• PROBLEM REQUIREMENTS: Lines below containing the word "logo" should be copied out.

Stored entries:

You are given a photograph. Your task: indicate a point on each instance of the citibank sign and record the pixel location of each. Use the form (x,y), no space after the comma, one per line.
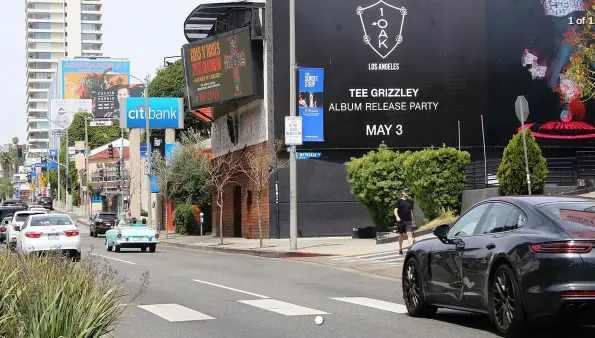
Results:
(164,113)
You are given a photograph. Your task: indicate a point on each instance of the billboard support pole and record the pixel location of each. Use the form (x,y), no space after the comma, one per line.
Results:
(485,159)
(292,112)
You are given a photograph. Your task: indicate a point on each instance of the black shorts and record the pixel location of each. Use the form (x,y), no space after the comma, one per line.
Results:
(403,227)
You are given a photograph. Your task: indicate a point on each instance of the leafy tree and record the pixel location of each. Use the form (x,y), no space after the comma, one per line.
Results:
(376,180)
(436,176)
(511,173)
(169,82)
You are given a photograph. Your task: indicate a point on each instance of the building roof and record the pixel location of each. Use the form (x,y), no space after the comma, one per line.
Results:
(199,24)
(103,155)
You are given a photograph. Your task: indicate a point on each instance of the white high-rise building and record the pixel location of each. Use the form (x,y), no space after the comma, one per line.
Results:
(56,29)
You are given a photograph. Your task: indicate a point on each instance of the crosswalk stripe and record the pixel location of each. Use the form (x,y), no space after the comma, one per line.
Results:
(374,303)
(175,312)
(283,308)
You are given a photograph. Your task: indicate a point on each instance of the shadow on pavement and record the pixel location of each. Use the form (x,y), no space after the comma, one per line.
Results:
(483,323)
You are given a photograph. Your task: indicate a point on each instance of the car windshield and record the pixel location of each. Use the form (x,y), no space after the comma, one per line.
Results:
(107,216)
(50,220)
(577,219)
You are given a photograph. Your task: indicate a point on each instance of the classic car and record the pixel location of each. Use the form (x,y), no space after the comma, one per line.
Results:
(126,235)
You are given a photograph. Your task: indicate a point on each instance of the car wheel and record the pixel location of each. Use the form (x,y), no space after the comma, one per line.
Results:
(506,306)
(413,291)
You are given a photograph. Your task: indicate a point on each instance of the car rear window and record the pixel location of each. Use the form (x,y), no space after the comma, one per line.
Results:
(52,219)
(577,219)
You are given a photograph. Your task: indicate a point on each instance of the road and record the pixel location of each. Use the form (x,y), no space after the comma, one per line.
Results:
(208,294)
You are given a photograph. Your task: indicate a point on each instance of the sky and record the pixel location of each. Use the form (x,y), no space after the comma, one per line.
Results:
(143,31)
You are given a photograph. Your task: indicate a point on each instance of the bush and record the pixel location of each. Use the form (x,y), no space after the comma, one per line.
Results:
(53,297)
(511,174)
(436,176)
(376,180)
(185,219)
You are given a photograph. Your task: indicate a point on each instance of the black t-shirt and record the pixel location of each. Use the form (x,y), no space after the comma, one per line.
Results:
(404,208)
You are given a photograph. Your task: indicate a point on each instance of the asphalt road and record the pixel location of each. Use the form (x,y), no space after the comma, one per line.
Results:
(207,294)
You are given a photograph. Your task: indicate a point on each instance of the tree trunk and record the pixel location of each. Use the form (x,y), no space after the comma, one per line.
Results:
(259,222)
(220,197)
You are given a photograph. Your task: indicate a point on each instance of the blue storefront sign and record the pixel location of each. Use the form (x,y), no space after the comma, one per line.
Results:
(310,102)
(164,113)
(307,156)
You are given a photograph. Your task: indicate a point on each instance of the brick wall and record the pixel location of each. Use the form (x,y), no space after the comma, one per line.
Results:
(249,212)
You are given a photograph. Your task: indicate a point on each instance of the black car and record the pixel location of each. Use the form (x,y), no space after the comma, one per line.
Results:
(46,202)
(516,259)
(102,222)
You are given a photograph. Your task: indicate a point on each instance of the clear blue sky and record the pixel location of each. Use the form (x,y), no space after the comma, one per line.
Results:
(144,31)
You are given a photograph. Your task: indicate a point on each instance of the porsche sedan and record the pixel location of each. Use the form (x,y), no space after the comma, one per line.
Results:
(516,259)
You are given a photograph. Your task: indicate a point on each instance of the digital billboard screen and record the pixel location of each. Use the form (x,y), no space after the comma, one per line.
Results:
(416,73)
(219,69)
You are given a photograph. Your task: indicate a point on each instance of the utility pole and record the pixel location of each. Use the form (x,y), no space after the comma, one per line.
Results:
(292,112)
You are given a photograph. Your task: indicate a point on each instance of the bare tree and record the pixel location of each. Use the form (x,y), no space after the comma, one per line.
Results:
(259,165)
(220,174)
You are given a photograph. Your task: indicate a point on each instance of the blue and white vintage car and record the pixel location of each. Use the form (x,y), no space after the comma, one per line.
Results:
(127,235)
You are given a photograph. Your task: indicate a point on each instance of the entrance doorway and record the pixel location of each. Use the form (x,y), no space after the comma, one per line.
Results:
(237,211)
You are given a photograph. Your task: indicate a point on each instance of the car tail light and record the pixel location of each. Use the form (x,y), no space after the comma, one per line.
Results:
(579,294)
(33,234)
(562,247)
(71,233)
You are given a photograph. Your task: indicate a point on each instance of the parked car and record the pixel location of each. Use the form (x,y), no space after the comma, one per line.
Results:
(13,229)
(516,259)
(47,203)
(50,232)
(126,235)
(102,222)
(3,228)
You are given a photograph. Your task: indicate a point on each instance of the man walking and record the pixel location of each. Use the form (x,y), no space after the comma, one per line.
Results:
(404,214)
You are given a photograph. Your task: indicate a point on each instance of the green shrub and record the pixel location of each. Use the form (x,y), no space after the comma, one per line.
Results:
(185,219)
(376,180)
(512,175)
(53,297)
(436,176)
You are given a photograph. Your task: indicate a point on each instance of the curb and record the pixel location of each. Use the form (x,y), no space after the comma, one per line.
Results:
(248,252)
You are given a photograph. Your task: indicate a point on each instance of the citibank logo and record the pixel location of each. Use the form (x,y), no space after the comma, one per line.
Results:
(140,112)
(382,25)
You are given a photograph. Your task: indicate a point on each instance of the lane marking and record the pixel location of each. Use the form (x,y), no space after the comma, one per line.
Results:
(115,259)
(283,308)
(231,289)
(175,312)
(374,303)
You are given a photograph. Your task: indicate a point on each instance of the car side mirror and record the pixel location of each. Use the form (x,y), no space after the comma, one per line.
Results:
(442,231)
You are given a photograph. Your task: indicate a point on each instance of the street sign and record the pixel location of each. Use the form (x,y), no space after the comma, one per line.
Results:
(293,130)
(100,123)
(307,156)
(521,108)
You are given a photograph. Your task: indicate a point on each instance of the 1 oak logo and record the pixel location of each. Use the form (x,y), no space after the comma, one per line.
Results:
(383,26)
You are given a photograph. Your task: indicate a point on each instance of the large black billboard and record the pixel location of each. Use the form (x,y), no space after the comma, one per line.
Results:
(415,73)
(219,69)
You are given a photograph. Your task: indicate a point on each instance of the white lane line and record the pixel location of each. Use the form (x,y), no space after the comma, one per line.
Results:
(283,308)
(115,259)
(232,289)
(374,303)
(175,312)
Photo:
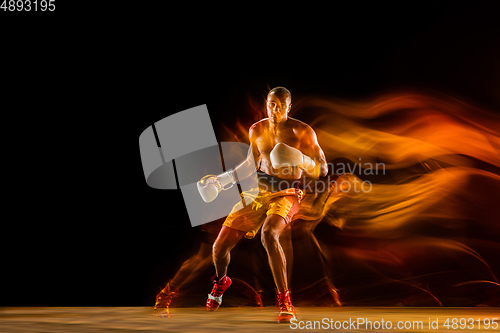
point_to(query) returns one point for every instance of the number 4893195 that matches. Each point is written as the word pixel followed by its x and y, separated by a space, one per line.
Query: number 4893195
pixel 28 5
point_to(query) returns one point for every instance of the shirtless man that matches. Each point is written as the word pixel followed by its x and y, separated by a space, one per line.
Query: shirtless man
pixel 283 150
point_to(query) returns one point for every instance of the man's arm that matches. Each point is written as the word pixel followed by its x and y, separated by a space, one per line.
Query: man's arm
pixel 309 146
pixel 210 186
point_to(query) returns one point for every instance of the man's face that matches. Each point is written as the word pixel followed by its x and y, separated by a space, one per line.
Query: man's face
pixel 277 108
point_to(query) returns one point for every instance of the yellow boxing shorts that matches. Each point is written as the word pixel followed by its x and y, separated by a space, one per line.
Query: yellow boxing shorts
pixel 249 218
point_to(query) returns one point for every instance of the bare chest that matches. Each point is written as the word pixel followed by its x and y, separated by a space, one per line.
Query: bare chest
pixel 266 142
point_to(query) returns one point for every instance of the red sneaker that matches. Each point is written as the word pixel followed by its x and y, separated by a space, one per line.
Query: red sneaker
pixel 215 297
pixel 287 312
pixel 163 300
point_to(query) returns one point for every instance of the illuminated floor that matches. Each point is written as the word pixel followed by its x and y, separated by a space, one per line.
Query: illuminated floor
pixel 243 319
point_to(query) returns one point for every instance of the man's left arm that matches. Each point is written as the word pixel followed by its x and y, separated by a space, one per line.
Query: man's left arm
pixel 310 147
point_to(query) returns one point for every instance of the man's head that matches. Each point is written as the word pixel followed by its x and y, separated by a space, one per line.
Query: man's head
pixel 279 102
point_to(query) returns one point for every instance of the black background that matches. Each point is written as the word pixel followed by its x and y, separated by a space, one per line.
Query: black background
pixel 81 226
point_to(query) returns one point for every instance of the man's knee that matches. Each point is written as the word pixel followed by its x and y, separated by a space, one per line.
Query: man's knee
pixel 218 249
pixel 272 229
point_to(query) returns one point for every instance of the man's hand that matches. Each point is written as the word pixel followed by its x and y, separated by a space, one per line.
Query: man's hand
pixel 210 185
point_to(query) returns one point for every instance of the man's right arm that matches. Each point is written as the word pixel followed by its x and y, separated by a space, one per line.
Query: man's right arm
pixel 252 162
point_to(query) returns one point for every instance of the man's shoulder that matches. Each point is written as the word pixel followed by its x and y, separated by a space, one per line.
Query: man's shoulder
pixel 300 125
pixel 259 126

• RESPONSE TO THIS EXERCISE:
You are given a photograph. Your task: indicate a point on each instance of the citibank logo and record the pixel location of each. Use the form (x,y), no space after the comma, one per line.
You are given a photograph. Your task: indicate a point on each instance of the 1 oak logo and record the pixel location of each. Use the form (x,y), no space after the comma, one per line.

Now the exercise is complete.